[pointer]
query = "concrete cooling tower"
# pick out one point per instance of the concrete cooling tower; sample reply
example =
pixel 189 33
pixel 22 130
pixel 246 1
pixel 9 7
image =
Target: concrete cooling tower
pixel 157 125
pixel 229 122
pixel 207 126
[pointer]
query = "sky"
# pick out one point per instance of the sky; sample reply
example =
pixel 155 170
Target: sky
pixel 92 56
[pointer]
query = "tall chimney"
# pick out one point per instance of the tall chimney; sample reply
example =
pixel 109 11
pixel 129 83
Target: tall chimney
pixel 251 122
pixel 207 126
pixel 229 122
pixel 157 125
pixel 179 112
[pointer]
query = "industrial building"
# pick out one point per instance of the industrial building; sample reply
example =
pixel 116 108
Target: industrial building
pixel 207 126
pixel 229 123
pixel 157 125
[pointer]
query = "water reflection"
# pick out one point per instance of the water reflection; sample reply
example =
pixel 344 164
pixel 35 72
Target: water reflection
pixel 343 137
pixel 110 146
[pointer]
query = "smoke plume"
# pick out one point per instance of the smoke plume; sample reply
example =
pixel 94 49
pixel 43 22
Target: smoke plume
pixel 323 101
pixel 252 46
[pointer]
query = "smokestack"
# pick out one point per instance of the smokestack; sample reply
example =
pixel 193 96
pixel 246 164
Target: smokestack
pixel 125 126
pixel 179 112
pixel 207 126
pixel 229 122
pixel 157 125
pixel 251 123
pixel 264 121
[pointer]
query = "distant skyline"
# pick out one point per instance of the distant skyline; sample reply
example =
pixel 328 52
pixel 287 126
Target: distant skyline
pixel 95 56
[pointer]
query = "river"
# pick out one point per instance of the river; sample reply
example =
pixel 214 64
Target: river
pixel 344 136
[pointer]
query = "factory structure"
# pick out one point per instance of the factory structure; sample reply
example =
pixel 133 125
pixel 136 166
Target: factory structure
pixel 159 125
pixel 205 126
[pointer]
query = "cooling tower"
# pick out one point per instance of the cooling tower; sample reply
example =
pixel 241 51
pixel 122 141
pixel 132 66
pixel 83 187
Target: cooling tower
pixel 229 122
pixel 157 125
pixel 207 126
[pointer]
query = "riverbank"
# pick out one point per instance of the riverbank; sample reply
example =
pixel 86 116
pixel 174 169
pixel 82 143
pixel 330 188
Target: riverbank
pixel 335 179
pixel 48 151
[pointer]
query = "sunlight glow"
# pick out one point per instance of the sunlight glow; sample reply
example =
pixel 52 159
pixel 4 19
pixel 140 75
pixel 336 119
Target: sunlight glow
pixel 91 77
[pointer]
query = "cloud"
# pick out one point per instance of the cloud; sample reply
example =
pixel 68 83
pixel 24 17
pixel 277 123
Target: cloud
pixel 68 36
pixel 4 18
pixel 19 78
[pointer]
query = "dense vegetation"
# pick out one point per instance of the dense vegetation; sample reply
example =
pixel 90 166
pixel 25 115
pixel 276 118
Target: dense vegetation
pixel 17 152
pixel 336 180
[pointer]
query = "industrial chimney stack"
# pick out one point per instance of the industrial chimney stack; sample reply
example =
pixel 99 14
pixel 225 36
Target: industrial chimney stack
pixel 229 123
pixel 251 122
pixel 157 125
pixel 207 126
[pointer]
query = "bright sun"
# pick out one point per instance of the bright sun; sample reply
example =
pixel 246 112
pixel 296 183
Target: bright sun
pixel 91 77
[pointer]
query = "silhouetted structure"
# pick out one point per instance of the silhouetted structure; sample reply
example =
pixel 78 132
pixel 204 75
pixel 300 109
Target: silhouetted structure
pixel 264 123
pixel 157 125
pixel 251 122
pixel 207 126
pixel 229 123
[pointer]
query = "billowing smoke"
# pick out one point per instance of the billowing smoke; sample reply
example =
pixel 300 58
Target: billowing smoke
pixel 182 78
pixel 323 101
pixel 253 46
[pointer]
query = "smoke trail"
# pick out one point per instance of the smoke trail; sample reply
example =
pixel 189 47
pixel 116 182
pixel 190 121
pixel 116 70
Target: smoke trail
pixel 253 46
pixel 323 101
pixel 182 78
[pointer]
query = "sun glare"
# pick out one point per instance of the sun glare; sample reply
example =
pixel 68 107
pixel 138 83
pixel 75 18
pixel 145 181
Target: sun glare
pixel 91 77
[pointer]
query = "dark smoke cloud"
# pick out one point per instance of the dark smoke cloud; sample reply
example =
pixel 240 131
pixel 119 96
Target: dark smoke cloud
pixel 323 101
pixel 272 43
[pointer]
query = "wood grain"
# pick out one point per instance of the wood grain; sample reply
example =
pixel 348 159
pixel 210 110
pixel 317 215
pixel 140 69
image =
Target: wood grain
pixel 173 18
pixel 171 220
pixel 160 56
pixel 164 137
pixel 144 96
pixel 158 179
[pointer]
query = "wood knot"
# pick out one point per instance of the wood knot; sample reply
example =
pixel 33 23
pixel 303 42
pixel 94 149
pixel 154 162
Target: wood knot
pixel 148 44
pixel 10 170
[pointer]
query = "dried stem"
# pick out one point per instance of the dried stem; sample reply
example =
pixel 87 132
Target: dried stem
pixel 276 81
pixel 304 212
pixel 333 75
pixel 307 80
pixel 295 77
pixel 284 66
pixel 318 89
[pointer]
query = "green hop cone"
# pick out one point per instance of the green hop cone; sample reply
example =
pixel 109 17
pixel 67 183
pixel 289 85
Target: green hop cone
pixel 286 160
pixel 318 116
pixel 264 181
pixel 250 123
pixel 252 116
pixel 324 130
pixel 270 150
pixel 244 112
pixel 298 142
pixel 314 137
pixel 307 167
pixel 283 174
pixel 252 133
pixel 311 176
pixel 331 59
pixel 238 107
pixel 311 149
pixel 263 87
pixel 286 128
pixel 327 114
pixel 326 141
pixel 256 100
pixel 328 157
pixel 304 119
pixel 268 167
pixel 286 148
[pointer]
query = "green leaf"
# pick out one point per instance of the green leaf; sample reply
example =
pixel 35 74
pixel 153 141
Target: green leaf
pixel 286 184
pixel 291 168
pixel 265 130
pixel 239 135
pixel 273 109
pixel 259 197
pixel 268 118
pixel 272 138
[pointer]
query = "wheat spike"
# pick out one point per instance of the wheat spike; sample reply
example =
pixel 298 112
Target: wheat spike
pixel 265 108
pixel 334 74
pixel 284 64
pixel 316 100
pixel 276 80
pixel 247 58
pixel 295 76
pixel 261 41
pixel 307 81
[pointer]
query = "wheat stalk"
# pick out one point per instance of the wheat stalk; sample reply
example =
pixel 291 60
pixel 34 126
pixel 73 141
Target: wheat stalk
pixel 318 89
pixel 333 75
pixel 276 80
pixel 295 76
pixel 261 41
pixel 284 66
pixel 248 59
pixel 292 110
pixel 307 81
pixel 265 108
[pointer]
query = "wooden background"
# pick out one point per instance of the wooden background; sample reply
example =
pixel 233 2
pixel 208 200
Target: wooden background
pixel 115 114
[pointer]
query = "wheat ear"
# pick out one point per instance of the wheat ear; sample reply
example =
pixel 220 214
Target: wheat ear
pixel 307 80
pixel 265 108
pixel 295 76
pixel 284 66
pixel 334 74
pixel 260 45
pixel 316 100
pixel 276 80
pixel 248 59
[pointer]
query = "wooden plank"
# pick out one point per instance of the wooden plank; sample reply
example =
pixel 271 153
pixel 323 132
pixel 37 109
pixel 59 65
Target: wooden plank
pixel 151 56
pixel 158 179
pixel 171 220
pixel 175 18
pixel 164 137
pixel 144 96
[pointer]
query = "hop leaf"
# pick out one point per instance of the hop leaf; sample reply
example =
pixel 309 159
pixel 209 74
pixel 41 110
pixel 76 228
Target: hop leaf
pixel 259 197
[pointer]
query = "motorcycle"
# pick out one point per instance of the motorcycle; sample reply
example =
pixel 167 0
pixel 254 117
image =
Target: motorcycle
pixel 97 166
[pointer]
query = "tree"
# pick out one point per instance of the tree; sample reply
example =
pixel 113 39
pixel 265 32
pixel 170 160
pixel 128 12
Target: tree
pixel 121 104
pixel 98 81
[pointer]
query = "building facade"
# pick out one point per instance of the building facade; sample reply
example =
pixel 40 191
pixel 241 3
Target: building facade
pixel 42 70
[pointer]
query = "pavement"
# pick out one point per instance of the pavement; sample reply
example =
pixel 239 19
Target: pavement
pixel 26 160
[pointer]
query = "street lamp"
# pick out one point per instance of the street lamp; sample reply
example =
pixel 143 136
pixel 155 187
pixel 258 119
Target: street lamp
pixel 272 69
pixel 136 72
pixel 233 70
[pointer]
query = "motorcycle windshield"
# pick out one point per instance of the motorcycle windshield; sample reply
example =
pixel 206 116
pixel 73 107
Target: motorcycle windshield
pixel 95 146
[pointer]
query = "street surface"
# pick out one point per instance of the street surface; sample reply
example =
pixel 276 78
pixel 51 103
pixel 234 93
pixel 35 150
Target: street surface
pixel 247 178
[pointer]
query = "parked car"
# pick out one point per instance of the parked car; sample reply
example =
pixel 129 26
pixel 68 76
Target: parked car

-.-.-

* [Written request] Count the lines above that contain the string "riverbank", matching case exactly. Reply with the number only.

* [Result] 3